---- Source text

So began Kasimow’s dedication to interfaith dialogue. Every human being is created in the image of God, Kasimow explains. This principle is the foundation of interfaith dialogue. To downgrade a human being is to downgrade God.

“The hope of interfaith dialogue is to listen to each other so we can begin to see, to try to understand another person,” Kasimow says. “Transformation is always a possibility.” And with understanding may come friendship. “Once you get to develop a friendship, it’s totally different. You may begin to see the beauty and truth in the other human being,” Kasimow says.

Throughout most of his decades-long career on the faculty at Grinnell College, Kasimow kept his Holocaust memories mostly locked away in a dark, seldom-visited room. He wasn’t a Holocaust scholar. Because he had been a child during the Shoah (the Hebrew word for catastrophe, often used to refer to the Holocaust), he felt others were better qualified to write and speak on the subject.

It was only much later that Kasimow began to see how the Holocaust and interfaith dialogue were connected in his life and work. If the principles of interfaith dialogue had been upheld — that every human being is created in the image of God — the Holocaust would have been impossible, a contradiction of God’s will.

“It has occurred to me in recent years that I became so involved in dialogue because of my early life that I’d never wanted to think about,” he says. “I really think so.”

A Life Dedicated to Interfaith Dialogue

Kasimow is retired now, but his work on interfaith dialogue as a way of fostering the common good continues at a remarkable pace. His list of books, lectures, and publications is impressive (see links at the end of this story).

His most recent books, Love or Perish: A Holocaust Survivor’s Vision for Interfaith Peace (2021, iPub Global Connection) and Interfaith Activism: Abraham Joshua Heschel and Religious Diversity (2015, Wipf & Stock) have earned glowing reviews. Kasimow is currently working on major revisions to his first book on Heschel, Divine-Human Encounter: A Study of Abraham Joshua Heschel.

Harold Kasimow talks with Pope Francis.
Harold Kasimow and Pope Francis.

A world-renowned Jewish scholar, he has traveled the world to speak about interfaith dialogue, collaborating with internationally renowned scholars, leaders, and theologians of many faiths — including meetings with Pope John Paul II and Pope Francis.

--------
---- Items

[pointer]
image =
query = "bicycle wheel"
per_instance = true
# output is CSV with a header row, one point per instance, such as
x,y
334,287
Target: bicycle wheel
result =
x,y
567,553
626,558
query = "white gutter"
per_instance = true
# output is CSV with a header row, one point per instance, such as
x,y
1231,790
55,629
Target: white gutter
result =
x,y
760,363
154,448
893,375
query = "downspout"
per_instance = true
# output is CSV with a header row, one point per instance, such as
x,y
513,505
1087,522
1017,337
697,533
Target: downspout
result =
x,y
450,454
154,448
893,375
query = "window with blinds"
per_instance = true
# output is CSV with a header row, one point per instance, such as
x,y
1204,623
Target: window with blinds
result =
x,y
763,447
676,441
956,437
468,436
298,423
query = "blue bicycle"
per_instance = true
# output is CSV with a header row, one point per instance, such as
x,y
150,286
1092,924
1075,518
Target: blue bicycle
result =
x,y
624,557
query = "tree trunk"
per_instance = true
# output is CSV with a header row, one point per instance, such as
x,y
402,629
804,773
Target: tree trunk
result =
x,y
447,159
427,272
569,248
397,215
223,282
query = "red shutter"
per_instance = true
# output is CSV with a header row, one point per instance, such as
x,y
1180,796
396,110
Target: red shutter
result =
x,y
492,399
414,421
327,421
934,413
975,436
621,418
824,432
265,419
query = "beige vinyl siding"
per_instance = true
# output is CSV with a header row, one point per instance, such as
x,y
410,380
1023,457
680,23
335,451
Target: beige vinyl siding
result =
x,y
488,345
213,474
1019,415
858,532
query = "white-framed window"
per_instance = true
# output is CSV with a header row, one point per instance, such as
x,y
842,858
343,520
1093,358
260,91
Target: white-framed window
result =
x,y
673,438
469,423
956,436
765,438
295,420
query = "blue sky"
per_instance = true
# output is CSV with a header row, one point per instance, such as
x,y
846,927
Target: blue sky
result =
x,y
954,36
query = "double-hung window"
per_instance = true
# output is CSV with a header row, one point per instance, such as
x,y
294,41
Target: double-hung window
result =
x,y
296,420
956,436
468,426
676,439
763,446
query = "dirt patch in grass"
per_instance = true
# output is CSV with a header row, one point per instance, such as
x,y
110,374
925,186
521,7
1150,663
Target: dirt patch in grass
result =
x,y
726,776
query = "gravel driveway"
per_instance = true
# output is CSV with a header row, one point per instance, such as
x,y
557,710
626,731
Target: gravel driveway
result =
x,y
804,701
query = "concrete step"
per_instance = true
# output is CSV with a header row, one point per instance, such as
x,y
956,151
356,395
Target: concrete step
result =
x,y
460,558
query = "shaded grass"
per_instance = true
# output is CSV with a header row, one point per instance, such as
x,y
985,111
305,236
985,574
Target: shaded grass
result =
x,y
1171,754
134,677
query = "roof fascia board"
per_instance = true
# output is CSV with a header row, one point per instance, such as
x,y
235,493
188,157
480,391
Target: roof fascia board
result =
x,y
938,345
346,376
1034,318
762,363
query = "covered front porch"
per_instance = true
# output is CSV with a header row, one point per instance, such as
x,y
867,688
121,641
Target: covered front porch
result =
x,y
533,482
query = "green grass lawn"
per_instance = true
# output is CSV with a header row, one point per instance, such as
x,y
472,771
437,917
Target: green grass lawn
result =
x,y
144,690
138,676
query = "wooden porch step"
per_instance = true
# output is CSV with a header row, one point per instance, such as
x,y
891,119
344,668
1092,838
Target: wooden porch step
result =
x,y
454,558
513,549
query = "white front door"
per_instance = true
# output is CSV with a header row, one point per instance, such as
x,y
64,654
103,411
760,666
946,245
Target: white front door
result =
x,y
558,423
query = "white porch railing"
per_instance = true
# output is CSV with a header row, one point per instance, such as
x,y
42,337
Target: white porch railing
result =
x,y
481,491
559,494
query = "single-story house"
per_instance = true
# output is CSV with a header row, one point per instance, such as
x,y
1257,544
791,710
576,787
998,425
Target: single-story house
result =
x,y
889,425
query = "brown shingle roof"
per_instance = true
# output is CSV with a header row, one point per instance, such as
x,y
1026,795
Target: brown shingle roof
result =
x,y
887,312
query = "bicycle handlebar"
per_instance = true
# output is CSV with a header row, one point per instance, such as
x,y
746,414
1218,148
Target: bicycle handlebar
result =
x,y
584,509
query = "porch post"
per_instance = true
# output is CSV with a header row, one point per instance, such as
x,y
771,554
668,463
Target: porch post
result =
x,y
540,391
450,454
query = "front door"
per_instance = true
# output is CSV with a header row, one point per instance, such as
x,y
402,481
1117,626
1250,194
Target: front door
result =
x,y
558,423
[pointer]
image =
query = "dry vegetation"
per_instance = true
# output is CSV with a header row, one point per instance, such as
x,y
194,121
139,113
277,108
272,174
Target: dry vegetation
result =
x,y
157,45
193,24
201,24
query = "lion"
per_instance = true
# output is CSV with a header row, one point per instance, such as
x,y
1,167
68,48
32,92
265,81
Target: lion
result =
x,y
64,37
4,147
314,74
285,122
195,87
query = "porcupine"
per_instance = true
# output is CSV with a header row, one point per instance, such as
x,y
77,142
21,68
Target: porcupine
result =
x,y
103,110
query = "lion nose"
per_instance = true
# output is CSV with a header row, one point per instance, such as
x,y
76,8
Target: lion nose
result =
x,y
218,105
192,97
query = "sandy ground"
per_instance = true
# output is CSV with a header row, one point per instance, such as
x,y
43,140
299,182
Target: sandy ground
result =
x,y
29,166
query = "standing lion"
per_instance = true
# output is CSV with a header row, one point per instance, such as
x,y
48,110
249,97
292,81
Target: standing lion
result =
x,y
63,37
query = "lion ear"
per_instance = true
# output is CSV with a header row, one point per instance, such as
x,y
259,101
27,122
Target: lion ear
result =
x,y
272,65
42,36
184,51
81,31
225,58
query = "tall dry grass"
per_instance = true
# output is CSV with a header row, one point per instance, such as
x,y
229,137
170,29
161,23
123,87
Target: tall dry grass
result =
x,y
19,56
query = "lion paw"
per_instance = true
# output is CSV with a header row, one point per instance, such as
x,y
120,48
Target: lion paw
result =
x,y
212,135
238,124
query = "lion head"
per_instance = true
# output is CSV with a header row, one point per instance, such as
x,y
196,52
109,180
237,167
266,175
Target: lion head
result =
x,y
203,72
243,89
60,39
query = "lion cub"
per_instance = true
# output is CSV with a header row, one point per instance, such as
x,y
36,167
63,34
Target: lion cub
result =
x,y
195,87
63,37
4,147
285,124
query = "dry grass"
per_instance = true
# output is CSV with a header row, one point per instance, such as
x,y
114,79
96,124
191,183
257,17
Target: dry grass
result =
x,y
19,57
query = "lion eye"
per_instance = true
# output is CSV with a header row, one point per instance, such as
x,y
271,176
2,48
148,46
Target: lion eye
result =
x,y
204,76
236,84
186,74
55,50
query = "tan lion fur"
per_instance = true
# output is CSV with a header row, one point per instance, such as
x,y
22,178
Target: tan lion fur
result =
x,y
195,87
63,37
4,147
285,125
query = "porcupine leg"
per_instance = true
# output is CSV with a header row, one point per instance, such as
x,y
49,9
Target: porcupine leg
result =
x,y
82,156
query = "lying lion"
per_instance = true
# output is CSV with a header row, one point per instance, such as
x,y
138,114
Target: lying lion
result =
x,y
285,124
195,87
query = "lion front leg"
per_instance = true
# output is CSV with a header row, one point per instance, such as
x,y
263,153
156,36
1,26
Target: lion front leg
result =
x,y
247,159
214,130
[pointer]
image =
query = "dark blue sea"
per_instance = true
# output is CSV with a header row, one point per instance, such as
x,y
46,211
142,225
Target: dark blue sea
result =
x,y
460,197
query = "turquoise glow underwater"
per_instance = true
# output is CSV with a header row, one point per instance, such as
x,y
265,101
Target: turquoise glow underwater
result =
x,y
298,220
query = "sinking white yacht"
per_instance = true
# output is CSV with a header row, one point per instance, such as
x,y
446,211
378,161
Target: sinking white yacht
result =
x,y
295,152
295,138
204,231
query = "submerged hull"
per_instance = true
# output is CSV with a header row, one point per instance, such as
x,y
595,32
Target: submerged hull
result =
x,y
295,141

--------

Set task A ▸ According to the text on Harold Kasimow, what is the title of his first book on Heschel?
Set task B ▸ Reproduce the text on Harold Kasimow between "Kasimow is retired" and "with Pope Francis.", inclusive.

Task output A ▸ Divine-Human Encounter: A Study of Abraham Joshua Heschel

Task output B ▸
Kasimow is retired now, but his work on interfaith dialogue as a way of fostering the common good continues at a remarkable pace. His list of books, lectures, and publications is impressive (see links at the end of this story).

His most recent books, Love or Perish: A Holocaust Survivor’s Vision for Interfaith Peace (2021, iPub Global Connection) and Interfaith Activism: Abraham Joshua Heschel and Religious Diversity (2015, Wipf & Stock) have earned glowing reviews. Kasimow is currently working on major revisions to his first book on Heschel, Divine-Human Encounter: A Study of Abraham Joshua Heschel.

Harold Kasimow talks with Pope Francis.